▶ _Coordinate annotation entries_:
* * * * * * *

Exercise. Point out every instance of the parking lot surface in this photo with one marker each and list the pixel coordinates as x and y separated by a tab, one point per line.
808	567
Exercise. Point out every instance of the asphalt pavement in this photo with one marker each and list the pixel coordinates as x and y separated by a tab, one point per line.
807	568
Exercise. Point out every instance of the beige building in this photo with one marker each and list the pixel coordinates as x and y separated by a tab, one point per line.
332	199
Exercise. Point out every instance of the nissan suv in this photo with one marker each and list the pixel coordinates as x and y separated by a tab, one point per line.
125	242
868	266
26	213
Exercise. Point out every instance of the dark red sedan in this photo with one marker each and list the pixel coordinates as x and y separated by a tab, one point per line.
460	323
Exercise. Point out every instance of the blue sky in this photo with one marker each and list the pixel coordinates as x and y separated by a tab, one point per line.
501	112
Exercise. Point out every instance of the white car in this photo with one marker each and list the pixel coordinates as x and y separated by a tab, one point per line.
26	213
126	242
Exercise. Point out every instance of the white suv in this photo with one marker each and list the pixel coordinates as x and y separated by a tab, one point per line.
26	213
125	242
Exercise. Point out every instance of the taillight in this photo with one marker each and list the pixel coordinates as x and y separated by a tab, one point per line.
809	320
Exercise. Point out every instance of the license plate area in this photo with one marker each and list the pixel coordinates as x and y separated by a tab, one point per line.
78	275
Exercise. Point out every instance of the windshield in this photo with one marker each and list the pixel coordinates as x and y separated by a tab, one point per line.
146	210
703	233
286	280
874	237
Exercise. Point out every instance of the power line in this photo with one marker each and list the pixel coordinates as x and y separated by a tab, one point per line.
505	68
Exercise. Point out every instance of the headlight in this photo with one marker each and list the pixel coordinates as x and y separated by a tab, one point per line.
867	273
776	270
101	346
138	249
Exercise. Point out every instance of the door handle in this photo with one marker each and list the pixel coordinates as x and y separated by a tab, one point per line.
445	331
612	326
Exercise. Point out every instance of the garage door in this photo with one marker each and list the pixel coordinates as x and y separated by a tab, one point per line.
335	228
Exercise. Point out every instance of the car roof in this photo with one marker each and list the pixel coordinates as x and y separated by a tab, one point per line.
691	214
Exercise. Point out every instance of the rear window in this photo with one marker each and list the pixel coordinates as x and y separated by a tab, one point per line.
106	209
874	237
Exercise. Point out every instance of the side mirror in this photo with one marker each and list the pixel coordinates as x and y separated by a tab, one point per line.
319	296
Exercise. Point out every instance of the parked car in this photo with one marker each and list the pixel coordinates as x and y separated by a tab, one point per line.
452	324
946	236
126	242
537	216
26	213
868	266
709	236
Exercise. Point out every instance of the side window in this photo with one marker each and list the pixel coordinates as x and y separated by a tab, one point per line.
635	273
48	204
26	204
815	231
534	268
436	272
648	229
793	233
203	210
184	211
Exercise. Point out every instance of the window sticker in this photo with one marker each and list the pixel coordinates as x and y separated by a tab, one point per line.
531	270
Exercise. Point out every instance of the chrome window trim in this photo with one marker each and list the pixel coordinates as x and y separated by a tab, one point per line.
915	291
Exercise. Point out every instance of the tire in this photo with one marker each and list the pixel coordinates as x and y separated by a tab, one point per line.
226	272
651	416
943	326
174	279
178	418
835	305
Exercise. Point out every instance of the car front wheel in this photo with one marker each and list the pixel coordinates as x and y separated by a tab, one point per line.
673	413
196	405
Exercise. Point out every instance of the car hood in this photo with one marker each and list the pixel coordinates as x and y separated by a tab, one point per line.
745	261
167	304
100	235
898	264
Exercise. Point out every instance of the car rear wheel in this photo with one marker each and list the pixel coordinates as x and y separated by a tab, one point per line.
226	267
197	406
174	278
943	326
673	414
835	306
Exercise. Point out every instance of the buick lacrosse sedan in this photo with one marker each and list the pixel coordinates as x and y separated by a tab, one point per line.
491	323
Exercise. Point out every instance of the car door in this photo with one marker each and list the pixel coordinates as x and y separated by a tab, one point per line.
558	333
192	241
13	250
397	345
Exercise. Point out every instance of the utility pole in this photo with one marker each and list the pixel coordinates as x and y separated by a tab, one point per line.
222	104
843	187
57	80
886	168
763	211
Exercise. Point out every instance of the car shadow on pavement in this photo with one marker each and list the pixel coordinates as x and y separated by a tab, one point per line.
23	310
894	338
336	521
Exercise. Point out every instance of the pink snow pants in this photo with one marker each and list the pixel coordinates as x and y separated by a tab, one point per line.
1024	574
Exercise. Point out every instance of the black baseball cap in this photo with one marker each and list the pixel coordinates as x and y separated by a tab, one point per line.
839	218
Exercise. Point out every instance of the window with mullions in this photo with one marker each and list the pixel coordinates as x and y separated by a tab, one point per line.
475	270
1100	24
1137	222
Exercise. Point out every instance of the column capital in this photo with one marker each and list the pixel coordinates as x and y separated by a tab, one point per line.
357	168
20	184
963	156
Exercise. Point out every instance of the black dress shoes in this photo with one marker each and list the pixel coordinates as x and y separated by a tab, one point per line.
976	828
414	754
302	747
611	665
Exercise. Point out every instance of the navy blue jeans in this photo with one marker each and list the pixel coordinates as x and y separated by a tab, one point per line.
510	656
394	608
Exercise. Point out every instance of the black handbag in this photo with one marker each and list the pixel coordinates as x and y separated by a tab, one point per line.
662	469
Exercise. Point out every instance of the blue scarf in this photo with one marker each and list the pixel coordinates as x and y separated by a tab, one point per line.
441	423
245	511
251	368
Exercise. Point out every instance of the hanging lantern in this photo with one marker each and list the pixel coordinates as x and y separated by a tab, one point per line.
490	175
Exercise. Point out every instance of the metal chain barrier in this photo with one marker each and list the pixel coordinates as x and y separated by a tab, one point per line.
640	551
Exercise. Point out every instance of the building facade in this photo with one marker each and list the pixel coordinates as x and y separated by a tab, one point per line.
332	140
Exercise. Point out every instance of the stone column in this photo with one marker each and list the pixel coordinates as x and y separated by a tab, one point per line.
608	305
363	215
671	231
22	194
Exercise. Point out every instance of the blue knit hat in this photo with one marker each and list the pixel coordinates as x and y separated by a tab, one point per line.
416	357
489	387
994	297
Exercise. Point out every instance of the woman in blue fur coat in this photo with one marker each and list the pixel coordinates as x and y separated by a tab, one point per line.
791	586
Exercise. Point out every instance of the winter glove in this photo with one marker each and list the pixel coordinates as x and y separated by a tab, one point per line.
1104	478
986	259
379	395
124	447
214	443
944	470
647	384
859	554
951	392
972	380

* * * * * * *

Please restate the whole listing word for word.

▶ _Completed task_:
Exercise. Point out every instance of the parking lot surface in this photo with one marker each and list the pixel coordinates as x and y separated by a tab, one point per line.
808	567
Exercise. Point out every instance of the asphalt pavement in this photo with one marker each and list the pixel coordinates as x and y separated by a tab, one point per line.
807	568
Exercise. Point out every instance of the beige building in this photo with one marker each and list the pixel coordinates as x and y separated by a tab, one point per line.
332	199
Exercise. Point out every instance of the nissan suv in this photo with one marker each and list the pixel coordinates as x and y separated by a tab, one point per line.
125	242
868	266
26	213
Exercise. Point out every instance of the dark red sedan in this photo with one marker each and list the pixel coordinates as x and y separated by a tab, one point per line.
460	323
Exercise. Point out every instance of the blue sky in this photo with one marker each and list the pixel coordinates as x and y separated by a tab, one point per line.
501	112
Exercise. Point out every instance of the white car in this photo with one marker each and list the pixel coordinates as x and y separated by a tab, one point per line.
26	213
126	242
Exercise. Point out every instance of the white suv in this photo with one marker each and list the pixel coordinates as x and y separated by a tab, one point per line.
26	213
125	242
Exercise. Point out every instance of the taillight in this photo with one marker each and list the pixel coordinates as x and y separated by a tab, one point per line.
809	320
Exercise. Point out every instance of the license plate area in this photo with one marker each and list the pixel coordinates as x and y separated by a tab, one point per line.
78	275
Exercise. Point out every instance of the windshield in this photo with one marker each and list the pixel coordinates as x and y separated by a tab, one point per line.
146	210
703	233
286	280
874	237
Exercise. Point out every instance of the power line in this photo with one marker each and list the pixel coordinates as x and y separated by a tab, one point per line.
505	68
Exercise. Point out every instance of the headlight in this photo with one marker each and list the pixel coordinates as x and y separated by a tab, one point per line.
867	273
776	270
101	346
138	249
Exercise. Point out every instance of the door handle in this photo with one marker each and list the pixel coordinates as x and y separated by a tab, one point per line.
445	331
612	326
Exercise. Point out every instance of the garage door in this photo with one marker each and list the pixel coordinates as x and y separated by a tab, one point per line.
335	228
Exercise. Point out every instance of the car roof in this photo with one marker each and list the pixel coordinates as x and y separated by a tab, one point per line.
691	214
Exercise. Point out every instance of the rear window in this photo with one marker each and list the pixel coordinates as x and y separated by a tab, one point per line.
106	209
874	237
Exercise. Point out every instance of the side mirror in this photo with one marker each and list the pixel coordinates as x and y separated by a tab, one point per line.
319	296
Exercise. Point out every instance of the parked car in this photo with one marker each and list the pixel coordinates as x and y separated by a tab, one point per line.
452	324
946	236
126	242
537	216
26	213
868	266
709	236
Exercise. Point out every instance of the side window in this photo with one marker each and list the pixel coordinates as x and y separated by a tab, one point per line.
635	273
48	204
26	204
815	231
534	268
436	272
648	229
793	233
203	210
184	211
Exercise. Point out every instance of the window sticker in this photo with one marker each and list the pixel coordinates as x and y separated by a tab, one point per line.
531	270
Exercise. Point out every instance of the chrome window trim in this photo with one marker each and list the pixel coordinates as x and y separated by a tab, one point per line.
915	291
Exercise. Point out every instance of the tire in this photo with one marker each and list the pixel coordinates as x and y separated by a tab, one point per line.
226	272
651	416
943	326
174	279
178	418
835	305
Exercise. Point out every instance of the car front wheel in this photo with one marker each and list the pixel coordinates as x and y separated by a tab, one point per line.
673	413
196	405
Exercise. Point out every instance of the car hood in this photo with one marker each and list the pixel coordinates as x and y separated by a tab, one point per line.
745	261
167	304
100	235
898	264
Exercise. Point out every instance of the car rear wheel in this photo with one marker each and list the pixel coordinates as x and y separated by a tab, one point per line.
226	267
197	406
174	278
943	326
673	414
835	306
Exercise. Point out every instance of the buick lacrosse sedan in this photo with one marker each and list the pixel coordinates as x and y separated by a tab, one point per line.
491	323
Exercise. Point out every instance of the car door in this photo with one marker each and list the pixel coordinates as x and y separated by a tab, one point per line.
558	333
192	241
13	250
397	345
Exercise. Point out every instance of the utility pole in this photo with one marker each and list the pixel coordinates as x and y separated by a tab, one point per line.
222	104
843	187
57	80
886	168
763	211
Exercise. Point out every instance of the car shadow on pavement in this photo with one marker each and list the pixel coordinates as x and y separated by a tab, one point per line.
23	310
894	338
336	521
Exercise. Point out every instance of the pink snow pants in this photo with one marker each and list the pixel coordinates as x and y separated by a tab, one point per line.
1024	574
Exercise. Point out every instance of the black baseball cap in this photo with one marker each and list the pixel coordinates as x and y separated by a tab, one point per line.
839	218
Exercise. Point out every instance of the window with mullions in this photo with one marker each and list the pixel coordinates as x and y separated by a tab, one point per line.
475	270
1100	24
1137	222
Exercise. Point out every instance of the column capital in this photo with one marker each and list the pixel coordinates as x and y separated by a tab, one point per line.
357	168
20	184
963	156
Exercise. Point out every instance of the black dress shoes in this photo with one marker each and list the pixel coordinates as x and y separated by a tab, one point per line.
976	828
414	754
302	747
611	665
Exercise. Point out every instance of the navy blue jeans in this photo with one marker each and list the pixel coordinates as x and y separated by a tab, one point per line.
510	656
394	608
Exercise. Point out every instance of the black handbag in this photo with one marker each and list the pixel coordinates as x and y separated by a tab, one point per line.
662	469
Exercise. Point out every instance of the blue scarf in this photo with one marker each and list the pixel coordinates as x and y separated by a tab, one point per line.
441	423
245	511
251	368
Exercise. Point out every instance of the hanging lantern in this photo with one marker each and list the pixel coordinates as x and y separated by a tab, one point per line.
490	175
Exercise. Point out every instance of the metal chain barrier in this photo with one marker each and list the pixel coordinates as x and y separated by a tab, one point per line.
640	551
Exercise. Point out every instance of the building facade in this photo with one marker each and list the pixel coordinates as x and y separated by a tab, one point per line.
332	140
Exercise. Point out every instance of the stone column in this photo with one marker each and list the pixel coordinates as x and y separated by a tab, one point per line.
608	305
363	215
671	231
22	194
Exercise. Point out every instance of the blue knit hat in this photo with one marker each and list the pixel coordinates as x and y separated by a tab, one point per line.
416	357
489	387
994	297
Exercise. Point out every instance of the woman in blue fur coat in this photo with one marker each and list the pixel coordinates as x and y separated by a tab, one point per line.
791	586
Exercise. Point out every instance of the winter glove in this photo with one marker each and list the pixel coordinates as x and y separated by a tab, one point per line.
1104	478
986	259
379	395
124	447
214	443
944	470
647	384
859	554
951	392
972	380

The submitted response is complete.